* [Passage given]:
/---

But the books also serve as a reminder that we still haven't figured out what gender equality means or how to prepare kids to live it in the world they will assume. "Dangerous" limits boys to tasks, ideas and ways of being associated with boyhood, neglecting knowledge about girlhood that would serve them well as men working and raising children alongside women. "Daring," on the other hand, urges girls to learn both female and male skills and lore -- a good thing for advancement into what is still a man's world, but dangerously close to an endorsement of the Superwoman idea.
Although I am of course a huge proponent of children reading for pleasure, especially in these times when it seems many of them don't see reading as a leisure activity anymore, but a chore, I do think children's books should offer readers something valuable they can take with them. Such as choices for their identities and their futures that aren't already so narrowly confined. It's true that "Daring" has choices for girls that include things more "traditionally" male, but "Dangerous" doesn't do the same for the boys. I think this mirrors our society's advances (and lack thereof). Feminists and women who refuse to title themselves thus have insisted for decades now that their daughters can be anything they want to be, from a teacher to a doctor, lawyer, engineer, or scientist. But who tells boys they, too can be preschool teachers, or nurses? In fact, when a male does enter nursing as a career, he is generally referred to always thereafter as a "male nurse," as though he were somehow different than a female one in some important way.
Similarly, many people insist that their daughters not wear pink as babies or have their nurseries decorated in pink, so as not to confine them to this ultra-feminine identity before they are old enough to even know who they are. But these same people still refuse to dress their boys in pink, leaving pink still to be only appropriate for "the fairer sex." And although girls have much more broad clothing choices now, boys are still confined to pants and shorts. Why did it become that someone decided at some point that girls should branch out into more male clothing styles while leaving boys boxed in to what they already had?

\---

* [What is asked]:
- a) According to the passage on gender and children's books, what can daughters be? List every occupation named.
- b) Give back the words of the passage on gender and children's books that lie between "But the books" and "the Superwoman idea.", inclusive.
Rely only on the passage on gender and children's books for your answers.

[Object pointing dataset rows]
/---

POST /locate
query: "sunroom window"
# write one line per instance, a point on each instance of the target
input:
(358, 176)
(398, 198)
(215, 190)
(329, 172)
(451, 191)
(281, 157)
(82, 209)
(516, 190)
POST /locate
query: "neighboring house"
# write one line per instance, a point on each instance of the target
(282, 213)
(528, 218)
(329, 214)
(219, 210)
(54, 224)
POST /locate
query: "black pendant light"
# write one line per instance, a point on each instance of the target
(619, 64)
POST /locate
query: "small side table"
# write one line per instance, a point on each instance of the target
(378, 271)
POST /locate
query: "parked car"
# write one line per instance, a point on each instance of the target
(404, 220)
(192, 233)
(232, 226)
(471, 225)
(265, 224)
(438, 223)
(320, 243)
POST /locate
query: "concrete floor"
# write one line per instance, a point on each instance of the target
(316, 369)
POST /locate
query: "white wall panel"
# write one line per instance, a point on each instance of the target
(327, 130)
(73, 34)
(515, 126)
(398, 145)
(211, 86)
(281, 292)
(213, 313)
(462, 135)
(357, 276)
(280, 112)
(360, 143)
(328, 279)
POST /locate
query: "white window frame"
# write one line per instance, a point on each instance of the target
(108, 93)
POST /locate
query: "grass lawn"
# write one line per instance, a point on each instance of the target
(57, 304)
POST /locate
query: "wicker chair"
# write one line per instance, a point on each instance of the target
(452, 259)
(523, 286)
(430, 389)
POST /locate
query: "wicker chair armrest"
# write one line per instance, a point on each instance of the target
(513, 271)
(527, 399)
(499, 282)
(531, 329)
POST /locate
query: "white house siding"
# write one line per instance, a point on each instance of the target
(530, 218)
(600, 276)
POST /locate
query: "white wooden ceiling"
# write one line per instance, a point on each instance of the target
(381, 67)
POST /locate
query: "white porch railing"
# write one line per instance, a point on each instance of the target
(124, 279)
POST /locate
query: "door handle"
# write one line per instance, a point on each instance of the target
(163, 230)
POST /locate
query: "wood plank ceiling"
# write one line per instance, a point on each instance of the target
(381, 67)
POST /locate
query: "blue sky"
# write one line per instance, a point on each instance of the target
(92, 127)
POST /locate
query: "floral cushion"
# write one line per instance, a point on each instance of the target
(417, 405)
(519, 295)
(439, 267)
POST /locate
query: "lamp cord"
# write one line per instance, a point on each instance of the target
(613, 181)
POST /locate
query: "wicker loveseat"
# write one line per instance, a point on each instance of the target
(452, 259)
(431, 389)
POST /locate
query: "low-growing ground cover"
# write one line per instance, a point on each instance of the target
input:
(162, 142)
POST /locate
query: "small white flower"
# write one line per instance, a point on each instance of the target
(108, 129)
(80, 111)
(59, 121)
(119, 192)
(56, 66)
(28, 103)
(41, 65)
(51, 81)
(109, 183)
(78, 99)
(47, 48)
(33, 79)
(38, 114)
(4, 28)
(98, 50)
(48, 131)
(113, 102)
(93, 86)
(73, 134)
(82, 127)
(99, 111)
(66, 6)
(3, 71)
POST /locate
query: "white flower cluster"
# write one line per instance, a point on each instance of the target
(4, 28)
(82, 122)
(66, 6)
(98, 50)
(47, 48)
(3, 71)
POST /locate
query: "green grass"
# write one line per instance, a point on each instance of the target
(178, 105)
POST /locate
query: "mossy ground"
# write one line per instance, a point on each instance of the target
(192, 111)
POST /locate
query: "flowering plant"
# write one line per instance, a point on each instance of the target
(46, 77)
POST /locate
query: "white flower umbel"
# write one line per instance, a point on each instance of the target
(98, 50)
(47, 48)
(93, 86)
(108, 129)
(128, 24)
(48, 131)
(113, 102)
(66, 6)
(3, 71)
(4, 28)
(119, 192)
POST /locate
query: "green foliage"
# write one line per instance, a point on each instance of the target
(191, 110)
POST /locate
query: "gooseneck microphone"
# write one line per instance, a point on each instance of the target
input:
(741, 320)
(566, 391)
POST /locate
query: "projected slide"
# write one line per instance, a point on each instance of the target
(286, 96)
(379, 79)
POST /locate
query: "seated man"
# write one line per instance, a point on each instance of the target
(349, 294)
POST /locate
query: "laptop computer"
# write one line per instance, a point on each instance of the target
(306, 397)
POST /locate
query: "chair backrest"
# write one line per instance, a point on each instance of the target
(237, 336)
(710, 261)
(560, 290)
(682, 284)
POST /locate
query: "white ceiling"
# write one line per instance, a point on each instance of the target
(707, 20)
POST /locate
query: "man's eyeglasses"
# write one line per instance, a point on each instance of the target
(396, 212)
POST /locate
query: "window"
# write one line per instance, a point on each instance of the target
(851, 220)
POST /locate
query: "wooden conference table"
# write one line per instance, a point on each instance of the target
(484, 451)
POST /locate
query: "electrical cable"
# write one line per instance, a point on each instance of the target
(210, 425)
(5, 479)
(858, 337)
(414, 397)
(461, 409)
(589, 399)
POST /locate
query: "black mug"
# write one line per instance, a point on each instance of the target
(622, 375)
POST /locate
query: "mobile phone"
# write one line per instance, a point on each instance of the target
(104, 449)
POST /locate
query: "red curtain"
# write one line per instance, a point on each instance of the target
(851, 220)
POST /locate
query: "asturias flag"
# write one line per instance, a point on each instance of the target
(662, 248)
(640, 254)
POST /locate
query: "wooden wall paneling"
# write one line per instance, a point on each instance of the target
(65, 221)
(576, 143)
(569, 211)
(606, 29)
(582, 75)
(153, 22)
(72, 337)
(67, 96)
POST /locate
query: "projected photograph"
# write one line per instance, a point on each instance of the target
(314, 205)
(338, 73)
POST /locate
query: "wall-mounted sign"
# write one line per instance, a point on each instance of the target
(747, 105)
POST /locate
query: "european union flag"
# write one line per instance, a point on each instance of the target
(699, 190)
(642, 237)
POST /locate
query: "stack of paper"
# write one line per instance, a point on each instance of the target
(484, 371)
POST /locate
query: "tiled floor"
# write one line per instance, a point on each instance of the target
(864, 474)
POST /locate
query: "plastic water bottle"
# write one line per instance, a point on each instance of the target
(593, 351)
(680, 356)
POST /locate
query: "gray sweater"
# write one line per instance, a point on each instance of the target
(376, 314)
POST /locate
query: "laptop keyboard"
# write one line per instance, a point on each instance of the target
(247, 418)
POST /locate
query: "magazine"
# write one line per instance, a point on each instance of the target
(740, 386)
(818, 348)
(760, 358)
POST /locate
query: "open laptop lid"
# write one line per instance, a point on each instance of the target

\---

* [Task-by-task results]:
- a) teacher, doctor, lawyer, engineer, scientist

- b)
But the books also serve as a reminder that we still haven't figured out what gender equality means or how to prepare kids to live it in the world they will assume. "Dangerous" limits boys to tasks, ideas and ways of being associated with boyhood, neglecting knowledge about girlhood that would serve them well as men working and raising children alongside women. "Daring," on the other hand, urges girls to learn both female and male skills and lore -- a good thing for advancement into what is still a man's world, but dangerously close to an endorsement of the Superwoman idea.